** Opening EXCERPTED TEXT block **
The rationale and designs for the various components of ACCORD have been reported previously.16–20 The ACCORD study was a randomized trial conducted at 77 clinical sites organized into seven networks in the United States and Canada. (For a full list of participating institutions and investigators, see Section 20 in Supplementary Appendix 1, available with the full text of this article at NEJM.org The trial was sponsored by the National Heart, Lung, and Blood Institute (NHLBI), and the protocol was approved by a review panel at the NHLBI, as well as by the institutional review board or ethics committee at each center.
In the ACCORD study, all patients were randomly assigned to receive either intensive glycemic control (targeting a glycated hemoglobin level below 6.0%) or standard therapy (targeting a glycated hemoglobin level of 7.0 to 7.9%). The results of this comparison have been reported previously.20 A subgroup of patients in the ACCORD study were also enrolled in the ACCORD Lipid trial and underwent randomization, in a 2-by-2 factorial design, to receive simvastatin plus either fenofibrate or placebo. Randomization occurred between January 11, 2001, and October 29, 2005. End-of-study visits were scheduled between March and June 2009. Additional details regarding the trial protocol and amendments are provided in Supplementary Appendix 2, also available with the full text of this article at NEJM.org.
All patients in the ACCORD study had type 2 diabetes and a glycated hemoglobin level of 7.5% or more. If patients had evidence of clinical cardiovascular disease, the age range was limited to 40 to 79 years; if they had evidence of subclinical cardiovascular disease or at least two additional cardiovascular risk factors, the age range was compressed to 55 to 79 years. Patients were specifically eligible to participate in the lipid trial if they also had the following: an LDL cholesterol level of 60 to 180 mg per deciliter (1.55 to 4.65 mmol per liter), an HDL cholesterol level below 55 mg per deciliter (1.42 mmol per liter) for women and blacks or below 50 mg per deciliter (1.29 mmol per liter) for all other groups, and a triglyceride level below 750 mg per deciliter (8.5 mmol per liter) if they were not receiving lipid therapy or below 400 mg per deciliter (4.5 mmol per liter) if they were receiving lipid therapy. All patients provided written informed consent. Additional details regarding eligibility and the protocol for the enrollment of patients are available in Section 3 in Supplementary Appendix 1.
Randomization was performed centrally on the trial’s Web site with the use of permuted blocks to maintain concealment of study-group assignments. Open-label simvastatin therapy began at the randomization visit, and the masked administration of either fenofibrate or placebo began 1 month later. The initial dose of simvastatin complied with national lipid guidelines at the time the study began.21 The dose of simvastatin was modified over time in response to changing guidelines (see Section 6 in Supplementary Appendix 1).18
At the start of the trial, the dose of fenofibrate was 160 mg per day. Because of a rise in serum creatinine levels in some patients while receiving this dose of fenofibrate,22 starting in 2004, the dose of fenofibrate was adjusted according to the estimated glomerular filtration rate (GFR) with the use of the abbreviated Modification of Diet in Renal Disease (MDRD) equation (see Section 7 in Supplementary Appendix 1).23
A fasting plasma lipid profile was measured at the ACCORD central laboratory at 4, 8, and 12 months after randomization, annually thereafter, and at the end of the study. Safety profiles, including liver-function tests and measurements of creatine kinase levels, were determined at 1, 4, 8, and 12 months after randomization and annually thereafter. If symptoms or signs suggestive of drug-induced toxic effects developed, tests of liver function (including measurement of alanine aminotransferase), creatine kinase, or both were obtained. If liver-function values were elevated, lipid medications were temporarily discontinued; if creatine kinase values were elevated, lipid medications were permanently discontinued.
** Closing EXCERPTED TEXT block **
** Opening SUPPLIED INFORMATION block **
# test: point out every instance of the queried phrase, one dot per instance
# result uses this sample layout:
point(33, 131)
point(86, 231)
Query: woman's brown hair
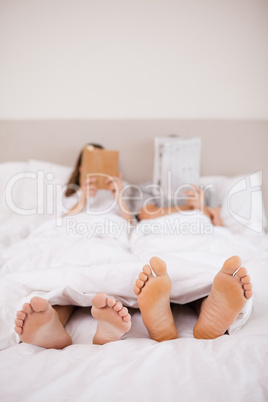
point(74, 181)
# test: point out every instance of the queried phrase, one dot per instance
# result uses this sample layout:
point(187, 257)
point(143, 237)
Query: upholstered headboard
point(228, 147)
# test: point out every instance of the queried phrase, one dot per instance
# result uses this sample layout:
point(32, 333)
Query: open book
point(176, 163)
point(99, 163)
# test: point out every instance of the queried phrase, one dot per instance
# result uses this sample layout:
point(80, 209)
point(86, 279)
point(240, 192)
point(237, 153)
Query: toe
point(139, 283)
point(147, 270)
point(247, 286)
point(248, 294)
point(21, 315)
point(123, 312)
point(18, 330)
point(111, 301)
point(118, 306)
point(231, 265)
point(241, 272)
point(159, 266)
point(143, 277)
point(136, 290)
point(245, 279)
point(18, 323)
point(100, 300)
point(127, 318)
point(27, 308)
point(39, 304)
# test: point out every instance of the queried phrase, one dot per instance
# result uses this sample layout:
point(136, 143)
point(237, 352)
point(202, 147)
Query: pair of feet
point(39, 323)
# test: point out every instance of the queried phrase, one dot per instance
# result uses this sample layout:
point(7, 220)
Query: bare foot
point(153, 293)
point(39, 324)
point(113, 319)
point(226, 300)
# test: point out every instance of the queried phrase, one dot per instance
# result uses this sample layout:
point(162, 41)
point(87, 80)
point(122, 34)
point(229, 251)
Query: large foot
point(153, 293)
point(39, 324)
point(113, 319)
point(226, 300)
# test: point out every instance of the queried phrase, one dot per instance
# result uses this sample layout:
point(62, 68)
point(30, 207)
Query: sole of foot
point(153, 294)
point(230, 291)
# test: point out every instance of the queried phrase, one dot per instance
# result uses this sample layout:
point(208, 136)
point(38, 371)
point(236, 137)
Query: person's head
point(74, 181)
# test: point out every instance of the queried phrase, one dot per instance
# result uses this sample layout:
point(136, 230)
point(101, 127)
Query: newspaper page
point(176, 163)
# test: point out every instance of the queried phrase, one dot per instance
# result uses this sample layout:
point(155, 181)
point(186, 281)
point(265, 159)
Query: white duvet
point(71, 267)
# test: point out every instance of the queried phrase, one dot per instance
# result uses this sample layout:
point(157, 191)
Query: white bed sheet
point(232, 367)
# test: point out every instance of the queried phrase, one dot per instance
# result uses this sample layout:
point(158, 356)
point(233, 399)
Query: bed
point(41, 258)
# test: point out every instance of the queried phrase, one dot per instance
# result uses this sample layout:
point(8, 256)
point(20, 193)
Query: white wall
point(121, 59)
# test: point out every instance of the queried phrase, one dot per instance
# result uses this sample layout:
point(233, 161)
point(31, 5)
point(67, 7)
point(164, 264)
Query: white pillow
point(30, 186)
point(8, 170)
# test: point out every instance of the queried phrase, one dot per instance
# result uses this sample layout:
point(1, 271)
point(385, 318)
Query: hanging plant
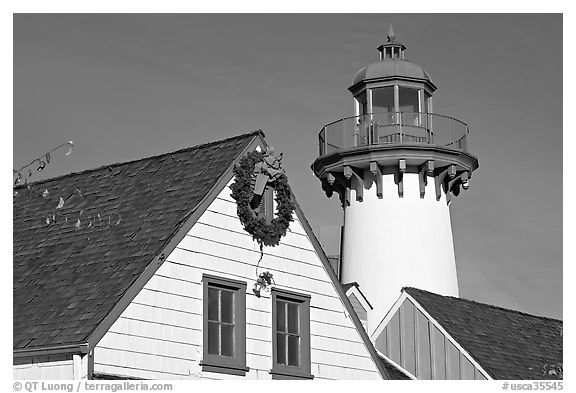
point(265, 233)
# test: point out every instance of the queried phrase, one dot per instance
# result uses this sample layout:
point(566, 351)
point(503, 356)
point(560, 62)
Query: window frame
point(235, 365)
point(282, 371)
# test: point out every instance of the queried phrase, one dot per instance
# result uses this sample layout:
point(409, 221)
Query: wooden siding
point(159, 335)
point(411, 340)
point(61, 369)
point(360, 310)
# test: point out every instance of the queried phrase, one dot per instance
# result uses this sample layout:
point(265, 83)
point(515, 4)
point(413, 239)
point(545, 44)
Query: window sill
point(218, 368)
point(296, 374)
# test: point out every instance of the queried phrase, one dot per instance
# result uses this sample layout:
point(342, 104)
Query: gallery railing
point(390, 128)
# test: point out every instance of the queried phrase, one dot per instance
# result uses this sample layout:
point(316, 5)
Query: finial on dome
point(391, 35)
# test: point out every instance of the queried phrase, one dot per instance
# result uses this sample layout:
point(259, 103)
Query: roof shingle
point(508, 344)
point(67, 279)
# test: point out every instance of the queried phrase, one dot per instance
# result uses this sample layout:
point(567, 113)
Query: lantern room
point(392, 84)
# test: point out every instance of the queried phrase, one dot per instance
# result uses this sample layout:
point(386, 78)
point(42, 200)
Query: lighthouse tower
point(396, 166)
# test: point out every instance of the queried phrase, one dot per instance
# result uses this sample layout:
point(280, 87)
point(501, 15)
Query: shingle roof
point(508, 344)
point(394, 372)
point(67, 279)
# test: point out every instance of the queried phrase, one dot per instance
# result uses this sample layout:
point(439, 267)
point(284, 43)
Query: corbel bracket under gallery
point(356, 179)
point(443, 176)
point(334, 181)
point(399, 177)
point(424, 170)
point(377, 172)
point(461, 180)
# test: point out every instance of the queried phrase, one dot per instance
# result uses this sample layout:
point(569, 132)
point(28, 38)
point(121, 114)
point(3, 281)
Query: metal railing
point(389, 128)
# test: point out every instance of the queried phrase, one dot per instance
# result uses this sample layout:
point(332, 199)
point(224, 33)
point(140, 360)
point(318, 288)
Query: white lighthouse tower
point(396, 165)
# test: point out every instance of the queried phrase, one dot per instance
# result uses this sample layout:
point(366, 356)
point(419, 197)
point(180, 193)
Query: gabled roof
point(356, 286)
point(67, 279)
point(508, 344)
point(395, 372)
** Closing SUPPLIED INFORMATION block **
REQUIRED TASKS ->
1. Reproduce the passage of the excerpt on the ACCORD trial from "The rationale and" to "at each center.".
2. Answer these questions from the excerpt on the ACCORD trial, one line each:
(a) At how many clinical sites was the study conducted?
(b) What was the daily dose of fenofibrate at the start of the trial?
(c) How long after the randomization visit did masked administration of fenofibrate or placebo begin?
3. According to the excerpt on the ACCORD trial, why was the fenofibrate dose adjusted according to the estimated glomerular filtration rate starting in 2004?

WRITTEN ANSWERS ->
1.
The rationale and designs for the various components of ACCORD have been reported previously.16–20 The ACCORD study was a randomized trial conducted at 77 clinical sites organized into seven networks in the United States and Canada. (For a full list of participating institutions and investigators, see Section 20 in Supplementary Appendix 1, available with the full text of this article at NEJM.org The trial was sponsored by the National Heart, Lung, and Blood Institute (NHLBI), and the protocol was approved by a review panel at the NHLBI, as well as by the institutional review board or ethics committee at each center.

2.
(a) 77
(b) 160 mg per day
(c) 1 month

3. Some patients had a rise in serum creatinine levels while taking the initial dose of 160 mg per day. Starting in 2004, the dose was therefore adjusted according to the estimated GFR, calculated with the abbreviated MDRD equation.